* Challenge *
In the wellbore isolation excerpt below, what does the term "withstanding" mean?

* Document text *

_ _ _

The fluid can be a liquid or a gas. The fluid can be a heated
fluid. According to an embodiment, prior to and during
introduction, the fluid has a temperature greater than or equal to
the phase transition temperature of the substance. The allowance of
the temperature increase can include a cessation of the cooling
fluid into the portion of the wellbore 11. After the cooling fluid
is no longer being introduced into the portion of the wellbore 11,
the fluid no longer cools the area surrounding the isolation
device, and the subterranean formation 20 can increase the
bottomhole temperature and the bottomhole temperature will
gradually revert to the formation temperature. According to these
embodiments, the subterranean formation 20 is capable of increasing
the bottomhole temperature to a temperature greater than or equal
to the phase transformation temperature of the substance.
[0036] According to an embodiment, the substance is capable of
withstanding a specific pressure differential. As used herein, the
term "withstanding" means that the substance does not crack, break,
extrude, or collapse. The pressure differential can be the
bottomhole pressure of the subterranean formation 20 across the
device. Formation pressures can range from about 1,000 to about
30,000 pounds force per square inch (psi) (about 6.9 to about 206.8
megapascals "MPa"). The pressure differential can also be created
during oil or gas operations. For example, a fluid, when introduced
into the wellbore 11 upstream or downstream of the isolation
device, can create a higher pressure above or below, respectively,
of the isolation device. Pressure differentials can range from
about 100 to over 10,000 psi (about 0.7 to over 68.9 MPa). The
portion of the wellbore preferably has a temperature less than the
phase transition temperature of the substance at least prior to and
during positioning the isolation device in the wellbore portion. In
this manner, the substance either maintains or has an increase in
strength due to the temperature of the portion of the wellbore and
is capable of withstanding the specific pressure differential. As a
result, the isolation device can be used to maintain zonal
isolation within the wellbore.

_ _ _

* Dataset *
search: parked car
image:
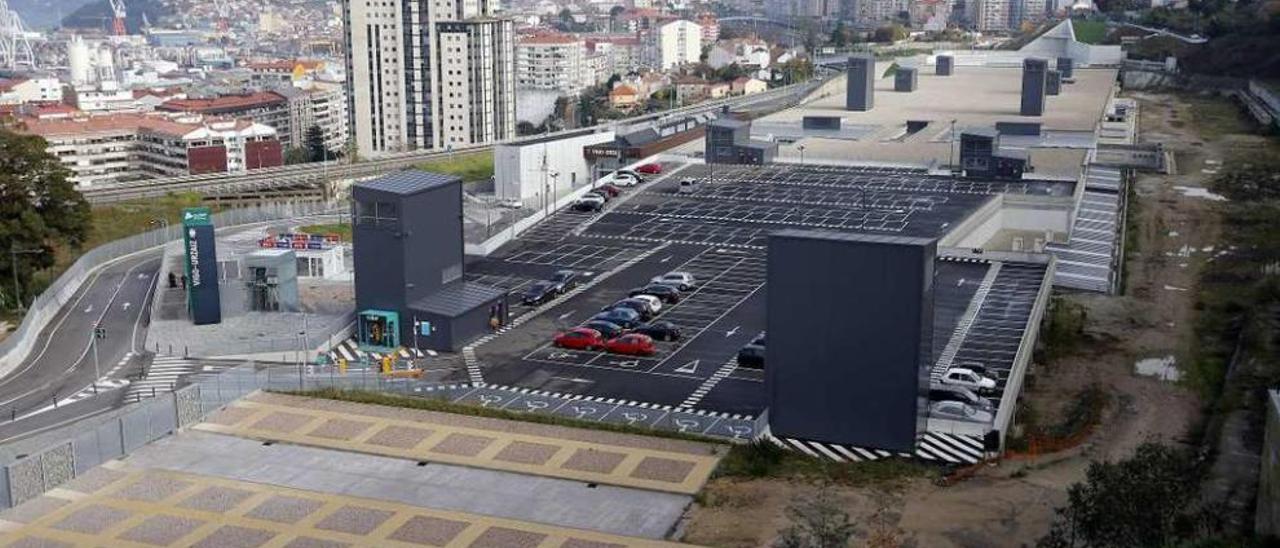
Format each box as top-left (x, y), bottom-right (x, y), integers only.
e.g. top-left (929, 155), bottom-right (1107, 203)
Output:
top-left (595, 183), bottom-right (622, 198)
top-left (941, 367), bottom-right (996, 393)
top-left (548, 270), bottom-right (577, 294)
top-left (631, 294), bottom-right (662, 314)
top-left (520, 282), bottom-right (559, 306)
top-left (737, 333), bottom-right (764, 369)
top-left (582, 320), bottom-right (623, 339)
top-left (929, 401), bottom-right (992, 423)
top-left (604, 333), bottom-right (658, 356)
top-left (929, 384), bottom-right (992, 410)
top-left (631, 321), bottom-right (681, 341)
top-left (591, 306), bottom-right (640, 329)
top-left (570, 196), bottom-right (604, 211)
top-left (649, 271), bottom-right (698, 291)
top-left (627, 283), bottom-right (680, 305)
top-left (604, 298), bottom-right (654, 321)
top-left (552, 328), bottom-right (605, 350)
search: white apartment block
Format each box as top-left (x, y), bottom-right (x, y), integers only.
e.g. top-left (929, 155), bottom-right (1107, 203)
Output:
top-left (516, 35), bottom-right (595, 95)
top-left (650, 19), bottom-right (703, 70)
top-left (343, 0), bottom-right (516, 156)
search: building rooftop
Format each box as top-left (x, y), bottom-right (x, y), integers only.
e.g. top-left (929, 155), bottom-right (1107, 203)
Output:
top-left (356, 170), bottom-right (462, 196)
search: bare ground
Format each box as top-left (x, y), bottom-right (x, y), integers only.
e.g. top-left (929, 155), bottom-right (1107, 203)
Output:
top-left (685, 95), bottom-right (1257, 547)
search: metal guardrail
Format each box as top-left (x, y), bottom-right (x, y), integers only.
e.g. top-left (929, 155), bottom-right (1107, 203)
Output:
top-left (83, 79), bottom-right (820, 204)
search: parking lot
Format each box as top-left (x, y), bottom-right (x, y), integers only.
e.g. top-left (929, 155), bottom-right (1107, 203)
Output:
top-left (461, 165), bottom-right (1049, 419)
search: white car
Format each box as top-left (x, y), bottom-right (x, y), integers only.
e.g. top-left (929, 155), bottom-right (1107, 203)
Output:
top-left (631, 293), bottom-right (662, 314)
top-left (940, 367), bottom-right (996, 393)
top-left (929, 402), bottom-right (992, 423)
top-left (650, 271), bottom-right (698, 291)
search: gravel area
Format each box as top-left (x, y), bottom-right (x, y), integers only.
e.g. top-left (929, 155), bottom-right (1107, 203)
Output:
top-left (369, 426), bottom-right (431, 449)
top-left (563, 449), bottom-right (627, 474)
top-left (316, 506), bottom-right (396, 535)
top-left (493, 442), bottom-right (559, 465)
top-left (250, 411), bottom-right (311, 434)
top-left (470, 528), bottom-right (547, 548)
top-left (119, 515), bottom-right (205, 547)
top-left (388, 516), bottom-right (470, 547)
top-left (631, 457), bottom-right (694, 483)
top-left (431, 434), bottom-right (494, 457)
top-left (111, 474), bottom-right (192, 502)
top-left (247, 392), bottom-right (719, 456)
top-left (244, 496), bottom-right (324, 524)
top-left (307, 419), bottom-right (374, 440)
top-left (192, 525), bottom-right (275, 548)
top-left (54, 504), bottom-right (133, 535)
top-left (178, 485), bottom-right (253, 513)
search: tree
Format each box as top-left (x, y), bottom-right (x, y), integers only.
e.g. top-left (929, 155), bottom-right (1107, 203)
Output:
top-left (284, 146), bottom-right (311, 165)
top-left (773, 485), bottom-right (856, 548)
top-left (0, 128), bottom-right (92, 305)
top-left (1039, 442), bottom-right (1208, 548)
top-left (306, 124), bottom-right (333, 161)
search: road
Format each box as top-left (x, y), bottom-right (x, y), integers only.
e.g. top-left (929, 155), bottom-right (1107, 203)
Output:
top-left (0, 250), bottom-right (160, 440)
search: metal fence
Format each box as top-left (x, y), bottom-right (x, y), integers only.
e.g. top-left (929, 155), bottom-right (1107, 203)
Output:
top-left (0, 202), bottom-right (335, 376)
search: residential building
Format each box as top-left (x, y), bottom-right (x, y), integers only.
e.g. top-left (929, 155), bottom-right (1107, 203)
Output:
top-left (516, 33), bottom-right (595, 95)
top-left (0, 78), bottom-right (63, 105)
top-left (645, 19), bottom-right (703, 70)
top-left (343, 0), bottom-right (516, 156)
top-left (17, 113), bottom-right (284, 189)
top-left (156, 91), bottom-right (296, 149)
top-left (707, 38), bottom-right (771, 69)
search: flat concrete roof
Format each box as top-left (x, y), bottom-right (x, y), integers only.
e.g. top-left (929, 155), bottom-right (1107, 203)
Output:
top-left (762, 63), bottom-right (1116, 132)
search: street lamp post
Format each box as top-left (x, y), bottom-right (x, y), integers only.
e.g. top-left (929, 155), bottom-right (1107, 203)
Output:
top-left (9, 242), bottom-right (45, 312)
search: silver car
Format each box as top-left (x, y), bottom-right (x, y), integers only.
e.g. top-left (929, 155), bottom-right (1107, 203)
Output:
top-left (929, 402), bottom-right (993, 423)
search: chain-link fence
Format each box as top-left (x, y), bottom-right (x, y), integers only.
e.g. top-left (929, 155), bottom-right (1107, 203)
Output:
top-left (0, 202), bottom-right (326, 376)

_ _ _

* Task answer *
It means that the substance does not crack, break, extrude, or collapse.